• _Défi A_: D'après le texte sur la défense européenne, pourquoi la politique étrangère et la politique de sécurité et de défense comptent-elles parmi les plus complexes à conduire ?

• _Texte du document_:
********
Le thème de la défense européenne est en effet l'un des plus appropriés pour favoriser la refondation de l'Union européenne. C'est un sujet sur lequel le rebond est, à la fois, nécessaire et possible.

Dans la longue histoire du projet européen, la politique étrangère et la politique de sécurité et de défense sont récentes - elles remontent seulement à une dizaine d'années - et parmi les plus complexes à conduire. Toute décision en la matière exige l'unanimité, et non une majorité qualifiée, et les divergences de départ sont nombreuses, car nous sommes confrontés à vingt-huit traditions diplomatiques et militaires très diverses.

Dans ce paysage complexe, il est un personnage central : Mme Federica Mogherini, la Haute Représentante de l'Union pour les affaires étrangères et la politique de sécurité, dont le statut a été reconnu par le traité de Lisbonne.

Elle est la représentante de la diplomatie européenne, pour autant qu'il en existe une ; en tant que vice-présidente de la Commission européenne, elle prend en charge tous les sujets concernant l'action extérieure de l'Union ; elle peut prendre des initiatives, toujours en vertu du traité de Lisbonne, et elle s'appuie sur les outils militaires que sont l'état-major et le Comité militaire de l'Union européenne.

Ce paysage laisse également apparaître des points positifs, mais aussi des déceptions ou des difficultés.

Plusieurs avancées sont tout d'abord à mettre à l'actif de Mme Catherine Ashton, puis de Mme Federica Mogherini, les deux titulaires successifs de cette fonction de Haut Représentant : le résultat des négociations entre la Serbie et le Kosovo, la part prise par l'Europe dans les négociations avec l'Iran, quelques opérations réussies, comme l'opération Atalante, ou d'autres, comme l'opération Sofia, qui ont été rapidement menées. Au total, une trentaine d'opérations sont concernées.

Mais depuis quelques mois, le paradigme évolue.

En préambule de la dernière grande stratégie européenne de sécurité, adoptée en 2003, on peut lire « L'Europe n'a jamais été aussi prospère, aussi sûre, ni aussi libre » et, un peu plus loin dans le texte, « Face aux nouvelles menaces, c'est à l'étranger que se situera souvent la première ligne de défense ».

Ces deux affirmations ne sont plus valables. Le continent n'est pas prospère dans toutes ses dimensions, il n'est pas sûr, ni à l'intérieur ni à l'extérieur, et, s'il est encore libre, cette liberté appelle notre vigilance. Par ailleurs, il y a désormais perméabilité entre les crises qui éclatent autour de nous et ce qui se passe au sein de la société, du fait de la menace terroriste.
********
• _Défi B_: Sélectionnez dans les lignes ci-dessous chacune de celles qui contiennent le mot « woman ».

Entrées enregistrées
********
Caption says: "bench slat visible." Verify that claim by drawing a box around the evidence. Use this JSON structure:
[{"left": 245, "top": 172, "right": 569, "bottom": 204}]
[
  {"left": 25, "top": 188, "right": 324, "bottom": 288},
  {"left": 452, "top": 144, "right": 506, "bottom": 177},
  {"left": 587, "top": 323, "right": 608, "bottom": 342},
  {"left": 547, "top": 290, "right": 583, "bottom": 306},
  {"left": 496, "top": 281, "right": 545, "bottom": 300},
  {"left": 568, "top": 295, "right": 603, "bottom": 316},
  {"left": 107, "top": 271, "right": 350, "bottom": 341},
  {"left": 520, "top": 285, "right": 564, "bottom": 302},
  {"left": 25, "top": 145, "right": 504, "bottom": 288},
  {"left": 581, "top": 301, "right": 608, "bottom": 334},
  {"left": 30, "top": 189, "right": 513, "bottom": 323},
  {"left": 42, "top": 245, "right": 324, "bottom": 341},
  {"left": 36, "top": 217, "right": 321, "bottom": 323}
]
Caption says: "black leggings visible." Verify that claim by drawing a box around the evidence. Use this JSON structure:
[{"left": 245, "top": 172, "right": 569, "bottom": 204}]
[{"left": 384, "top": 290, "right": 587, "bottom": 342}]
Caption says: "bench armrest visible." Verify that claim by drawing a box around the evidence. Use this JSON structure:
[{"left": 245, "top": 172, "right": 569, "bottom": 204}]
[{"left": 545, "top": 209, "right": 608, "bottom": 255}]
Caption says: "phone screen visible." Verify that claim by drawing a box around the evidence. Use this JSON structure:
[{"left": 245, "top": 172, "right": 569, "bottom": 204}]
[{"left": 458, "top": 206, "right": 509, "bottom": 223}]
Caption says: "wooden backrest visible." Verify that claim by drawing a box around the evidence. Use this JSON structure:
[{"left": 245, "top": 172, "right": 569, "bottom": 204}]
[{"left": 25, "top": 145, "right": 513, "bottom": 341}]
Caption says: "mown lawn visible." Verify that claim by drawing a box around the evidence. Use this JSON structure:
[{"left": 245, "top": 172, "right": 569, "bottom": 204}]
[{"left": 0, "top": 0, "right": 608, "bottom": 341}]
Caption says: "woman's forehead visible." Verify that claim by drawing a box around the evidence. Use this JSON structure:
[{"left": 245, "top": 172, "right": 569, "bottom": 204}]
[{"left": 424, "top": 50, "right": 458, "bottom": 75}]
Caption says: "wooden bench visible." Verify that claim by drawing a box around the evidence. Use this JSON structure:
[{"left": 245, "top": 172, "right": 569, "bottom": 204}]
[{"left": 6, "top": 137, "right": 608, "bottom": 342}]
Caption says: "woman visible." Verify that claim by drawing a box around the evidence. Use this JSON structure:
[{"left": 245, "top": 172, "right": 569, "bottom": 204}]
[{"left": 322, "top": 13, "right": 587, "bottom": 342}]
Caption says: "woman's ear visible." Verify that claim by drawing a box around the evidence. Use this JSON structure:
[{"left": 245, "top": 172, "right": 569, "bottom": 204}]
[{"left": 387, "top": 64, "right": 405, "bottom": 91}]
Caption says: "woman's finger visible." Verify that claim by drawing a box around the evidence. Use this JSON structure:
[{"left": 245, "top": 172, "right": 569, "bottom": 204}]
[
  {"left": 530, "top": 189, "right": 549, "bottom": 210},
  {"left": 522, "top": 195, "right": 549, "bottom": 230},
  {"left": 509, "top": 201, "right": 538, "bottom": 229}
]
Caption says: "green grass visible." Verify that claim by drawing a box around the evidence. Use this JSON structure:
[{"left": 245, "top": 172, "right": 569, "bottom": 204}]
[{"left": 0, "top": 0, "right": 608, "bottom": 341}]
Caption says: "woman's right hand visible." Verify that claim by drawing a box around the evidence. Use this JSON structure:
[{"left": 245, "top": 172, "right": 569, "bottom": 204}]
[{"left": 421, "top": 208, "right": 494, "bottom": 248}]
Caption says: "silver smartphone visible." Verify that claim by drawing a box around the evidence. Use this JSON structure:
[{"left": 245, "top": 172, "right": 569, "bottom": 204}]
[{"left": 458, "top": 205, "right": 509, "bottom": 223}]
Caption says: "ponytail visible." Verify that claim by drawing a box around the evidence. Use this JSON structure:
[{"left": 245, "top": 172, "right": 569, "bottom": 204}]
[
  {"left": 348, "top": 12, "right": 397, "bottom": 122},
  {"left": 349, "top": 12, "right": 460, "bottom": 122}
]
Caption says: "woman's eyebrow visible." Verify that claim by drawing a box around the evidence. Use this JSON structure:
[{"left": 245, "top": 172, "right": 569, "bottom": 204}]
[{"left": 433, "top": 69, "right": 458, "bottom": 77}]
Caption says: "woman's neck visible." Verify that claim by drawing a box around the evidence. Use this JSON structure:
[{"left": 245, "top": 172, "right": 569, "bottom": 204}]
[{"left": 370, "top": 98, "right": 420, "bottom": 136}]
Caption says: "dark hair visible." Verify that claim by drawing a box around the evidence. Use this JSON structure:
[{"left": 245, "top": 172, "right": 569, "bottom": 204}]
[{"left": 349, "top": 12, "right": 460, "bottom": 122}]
********
• _Réponse correcte A_: Toute décision dans ce domaine exige l'unanimité, et non une majorité qualifiée. De plus, les divergences de départ sont nombreuses, car il faut composer avec vingt-huit traditions diplomatiques et militaires très diverses.

• _Réponse correcte B_:
Caption says: "woman's forehead visible." Verify that claim by drawing a box around the evidence. Use this JSON structure:
Caption says: "woman visible." Verify that claim by drawing a box around the evidence. Use this JSON structure:
Caption says: "woman's ear visible." Verify that claim by drawing a box around the evidence. Use this JSON structure:
Caption says: "woman's finger visible." Verify that claim by drawing a box around the evidence. Use this JSON structure:
Caption says: "woman's right hand visible." Verify that claim by drawing a box around the evidence. Use this JSON structure:
Caption says: "woman's eyebrow visible." Verify that claim by drawing a box around the evidence. Use this JSON structure:
Caption says: "woman's neck visible." Verify that claim by drawing a box around the evidence. Use this JSON structure:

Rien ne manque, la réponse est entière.